Rewrite the records from their start through the line containing "<point>308,294</point>", changing "gray" to "silver" and keeping everything else the same. Leave the picture out.
+ + + + + + +
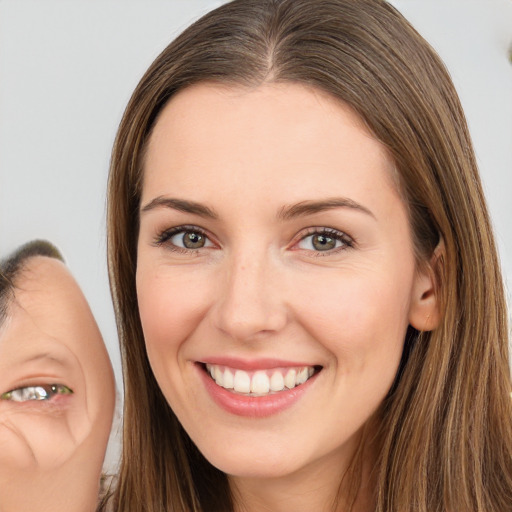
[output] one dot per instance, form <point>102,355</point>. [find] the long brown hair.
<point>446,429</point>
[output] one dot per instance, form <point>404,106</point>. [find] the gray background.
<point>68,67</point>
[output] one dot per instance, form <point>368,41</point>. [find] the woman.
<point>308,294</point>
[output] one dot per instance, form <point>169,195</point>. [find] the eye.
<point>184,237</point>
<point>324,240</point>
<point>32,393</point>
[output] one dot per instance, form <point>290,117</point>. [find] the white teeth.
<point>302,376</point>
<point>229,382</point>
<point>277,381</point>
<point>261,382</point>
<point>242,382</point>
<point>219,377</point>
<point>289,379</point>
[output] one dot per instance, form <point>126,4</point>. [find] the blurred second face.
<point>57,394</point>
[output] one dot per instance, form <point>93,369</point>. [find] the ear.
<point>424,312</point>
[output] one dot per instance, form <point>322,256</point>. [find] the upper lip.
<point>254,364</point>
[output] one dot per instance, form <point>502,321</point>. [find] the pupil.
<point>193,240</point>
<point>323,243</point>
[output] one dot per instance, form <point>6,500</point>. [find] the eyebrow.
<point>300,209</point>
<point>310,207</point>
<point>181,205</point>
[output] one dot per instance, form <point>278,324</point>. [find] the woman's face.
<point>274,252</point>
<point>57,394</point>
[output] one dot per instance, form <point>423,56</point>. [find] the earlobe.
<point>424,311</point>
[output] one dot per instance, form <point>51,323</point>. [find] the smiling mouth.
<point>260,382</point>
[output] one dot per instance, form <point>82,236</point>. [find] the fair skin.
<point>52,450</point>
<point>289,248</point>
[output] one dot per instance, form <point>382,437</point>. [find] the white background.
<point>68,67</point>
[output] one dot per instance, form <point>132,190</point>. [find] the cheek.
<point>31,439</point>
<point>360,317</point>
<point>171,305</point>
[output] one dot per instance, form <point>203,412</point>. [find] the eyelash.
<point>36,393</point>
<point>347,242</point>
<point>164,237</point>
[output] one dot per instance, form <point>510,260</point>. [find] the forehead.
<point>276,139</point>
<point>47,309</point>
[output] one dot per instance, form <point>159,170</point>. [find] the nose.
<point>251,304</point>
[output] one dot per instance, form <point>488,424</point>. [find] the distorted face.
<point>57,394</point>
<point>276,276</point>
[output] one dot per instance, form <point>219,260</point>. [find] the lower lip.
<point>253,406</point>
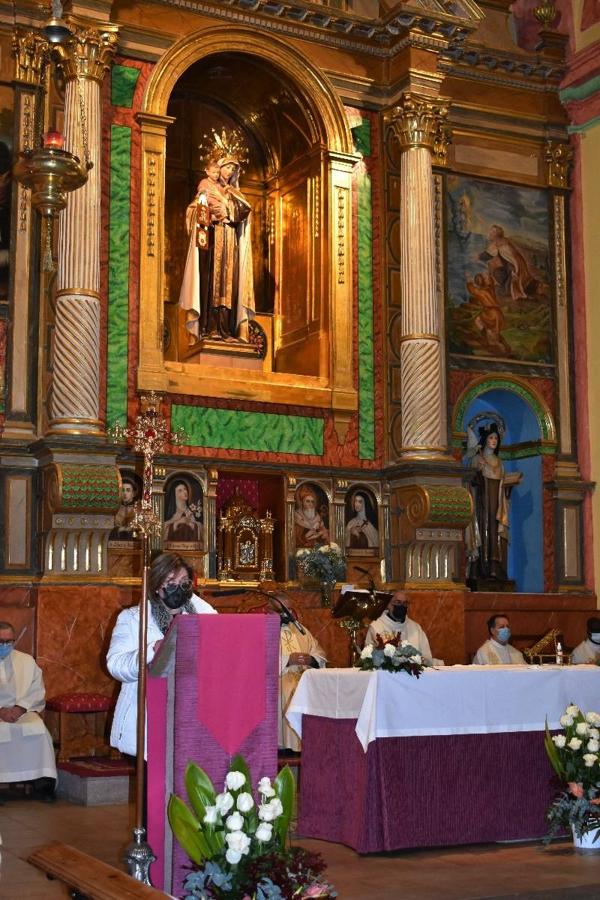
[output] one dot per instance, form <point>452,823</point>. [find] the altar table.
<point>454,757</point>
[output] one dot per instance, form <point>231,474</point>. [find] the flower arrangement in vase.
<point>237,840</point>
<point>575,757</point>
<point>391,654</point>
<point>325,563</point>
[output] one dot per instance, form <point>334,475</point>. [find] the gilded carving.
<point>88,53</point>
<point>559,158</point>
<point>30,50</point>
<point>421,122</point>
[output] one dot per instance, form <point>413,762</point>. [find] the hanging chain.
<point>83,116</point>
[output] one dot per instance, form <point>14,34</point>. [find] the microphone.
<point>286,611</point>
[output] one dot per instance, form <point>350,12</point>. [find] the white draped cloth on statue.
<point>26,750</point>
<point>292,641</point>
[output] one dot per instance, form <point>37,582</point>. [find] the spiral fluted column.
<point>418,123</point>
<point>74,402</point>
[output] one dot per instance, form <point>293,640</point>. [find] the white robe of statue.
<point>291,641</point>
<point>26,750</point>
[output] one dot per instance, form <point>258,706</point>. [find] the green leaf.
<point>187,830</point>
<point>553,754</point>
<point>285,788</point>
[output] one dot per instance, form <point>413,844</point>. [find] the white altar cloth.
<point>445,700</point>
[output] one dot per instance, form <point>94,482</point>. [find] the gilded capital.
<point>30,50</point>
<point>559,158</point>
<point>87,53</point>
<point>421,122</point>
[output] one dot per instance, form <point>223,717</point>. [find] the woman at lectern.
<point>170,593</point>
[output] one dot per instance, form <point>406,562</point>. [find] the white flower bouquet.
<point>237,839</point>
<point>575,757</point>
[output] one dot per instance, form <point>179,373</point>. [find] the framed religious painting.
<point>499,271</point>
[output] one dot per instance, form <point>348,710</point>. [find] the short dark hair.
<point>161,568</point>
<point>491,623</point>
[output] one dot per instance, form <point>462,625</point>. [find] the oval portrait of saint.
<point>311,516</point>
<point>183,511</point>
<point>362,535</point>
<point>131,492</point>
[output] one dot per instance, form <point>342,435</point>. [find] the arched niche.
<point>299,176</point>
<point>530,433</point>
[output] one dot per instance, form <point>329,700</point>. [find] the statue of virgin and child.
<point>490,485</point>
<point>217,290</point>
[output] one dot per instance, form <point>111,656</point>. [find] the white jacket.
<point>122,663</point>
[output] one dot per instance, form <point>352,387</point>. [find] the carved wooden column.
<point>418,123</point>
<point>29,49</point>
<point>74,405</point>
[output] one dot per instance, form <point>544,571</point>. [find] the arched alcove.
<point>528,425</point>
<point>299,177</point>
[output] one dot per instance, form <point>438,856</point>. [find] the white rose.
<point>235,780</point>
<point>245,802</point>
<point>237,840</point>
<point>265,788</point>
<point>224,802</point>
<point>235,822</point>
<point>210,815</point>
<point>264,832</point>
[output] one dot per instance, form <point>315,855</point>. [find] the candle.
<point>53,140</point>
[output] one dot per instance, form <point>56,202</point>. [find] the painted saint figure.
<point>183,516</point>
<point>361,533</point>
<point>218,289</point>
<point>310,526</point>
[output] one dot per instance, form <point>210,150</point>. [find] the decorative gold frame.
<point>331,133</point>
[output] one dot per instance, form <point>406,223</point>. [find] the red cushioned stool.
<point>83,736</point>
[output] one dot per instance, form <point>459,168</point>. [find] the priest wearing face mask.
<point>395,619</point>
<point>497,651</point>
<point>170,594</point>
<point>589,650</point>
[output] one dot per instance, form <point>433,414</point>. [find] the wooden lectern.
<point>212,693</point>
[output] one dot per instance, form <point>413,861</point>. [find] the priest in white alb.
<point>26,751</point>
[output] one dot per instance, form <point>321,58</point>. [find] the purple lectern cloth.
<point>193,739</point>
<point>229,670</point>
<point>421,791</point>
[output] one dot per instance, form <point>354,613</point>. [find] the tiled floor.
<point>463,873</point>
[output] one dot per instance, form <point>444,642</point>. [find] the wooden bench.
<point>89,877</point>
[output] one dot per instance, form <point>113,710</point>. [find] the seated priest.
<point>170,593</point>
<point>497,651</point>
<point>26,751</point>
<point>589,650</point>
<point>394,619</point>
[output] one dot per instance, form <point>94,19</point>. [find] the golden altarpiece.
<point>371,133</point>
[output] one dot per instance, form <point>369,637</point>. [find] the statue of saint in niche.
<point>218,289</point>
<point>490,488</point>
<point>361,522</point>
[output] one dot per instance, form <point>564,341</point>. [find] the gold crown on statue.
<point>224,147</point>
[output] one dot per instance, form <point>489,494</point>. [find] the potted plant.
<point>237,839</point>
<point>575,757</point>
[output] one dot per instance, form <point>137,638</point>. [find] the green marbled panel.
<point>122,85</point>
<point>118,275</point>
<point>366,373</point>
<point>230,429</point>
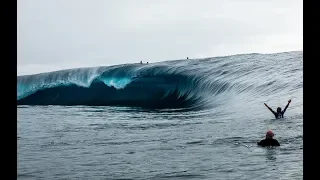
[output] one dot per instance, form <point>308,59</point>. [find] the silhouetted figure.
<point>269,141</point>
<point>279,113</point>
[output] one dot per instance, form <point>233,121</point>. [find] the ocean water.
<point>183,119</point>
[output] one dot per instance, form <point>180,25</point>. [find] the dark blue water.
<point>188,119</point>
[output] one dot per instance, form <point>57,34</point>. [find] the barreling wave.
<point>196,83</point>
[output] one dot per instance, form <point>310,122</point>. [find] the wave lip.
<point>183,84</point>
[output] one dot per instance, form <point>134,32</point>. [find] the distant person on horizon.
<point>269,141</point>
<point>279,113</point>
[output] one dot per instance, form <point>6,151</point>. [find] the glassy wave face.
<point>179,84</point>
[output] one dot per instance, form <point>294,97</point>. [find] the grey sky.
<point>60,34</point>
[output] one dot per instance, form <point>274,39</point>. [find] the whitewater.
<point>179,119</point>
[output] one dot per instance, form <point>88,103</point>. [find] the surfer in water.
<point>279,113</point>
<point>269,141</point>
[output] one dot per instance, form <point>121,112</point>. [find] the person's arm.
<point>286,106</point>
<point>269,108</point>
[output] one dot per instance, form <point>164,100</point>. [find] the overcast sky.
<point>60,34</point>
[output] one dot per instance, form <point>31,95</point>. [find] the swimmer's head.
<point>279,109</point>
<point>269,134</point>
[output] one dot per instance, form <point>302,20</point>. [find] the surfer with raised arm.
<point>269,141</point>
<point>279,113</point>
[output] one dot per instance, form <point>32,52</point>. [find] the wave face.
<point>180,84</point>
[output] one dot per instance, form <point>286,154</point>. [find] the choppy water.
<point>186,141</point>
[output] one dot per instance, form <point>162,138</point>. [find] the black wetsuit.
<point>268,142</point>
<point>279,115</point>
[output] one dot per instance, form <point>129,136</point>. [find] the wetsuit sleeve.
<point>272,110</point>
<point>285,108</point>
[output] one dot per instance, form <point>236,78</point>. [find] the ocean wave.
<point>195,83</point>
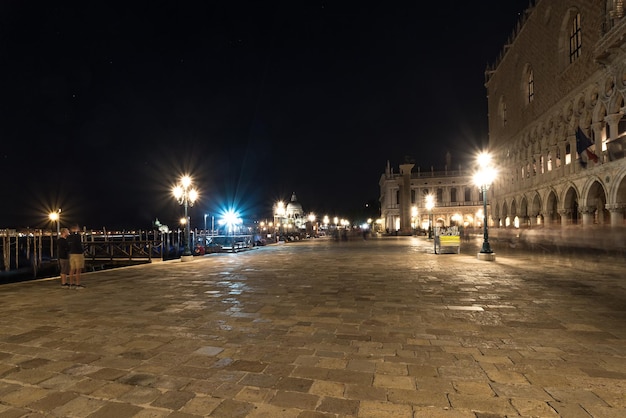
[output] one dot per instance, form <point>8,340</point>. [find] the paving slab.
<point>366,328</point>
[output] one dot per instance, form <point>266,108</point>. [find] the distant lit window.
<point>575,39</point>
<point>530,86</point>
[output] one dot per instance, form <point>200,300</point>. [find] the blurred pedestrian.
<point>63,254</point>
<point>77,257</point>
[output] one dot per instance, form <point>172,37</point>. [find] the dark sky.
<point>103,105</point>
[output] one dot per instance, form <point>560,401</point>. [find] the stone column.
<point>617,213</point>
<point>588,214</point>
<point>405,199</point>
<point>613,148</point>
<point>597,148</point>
+ + + + + + +
* THE SOLUTION:
[output] one dot per instance, form <point>102,355</point>. [find] the long brown hair.
<point>446,429</point>
[output] one dot per instance, form <point>404,106</point>. [find] the silver background.
<point>68,67</point>
[output] one dot per instance, form <point>368,41</point>. [find] the woman.
<point>308,294</point>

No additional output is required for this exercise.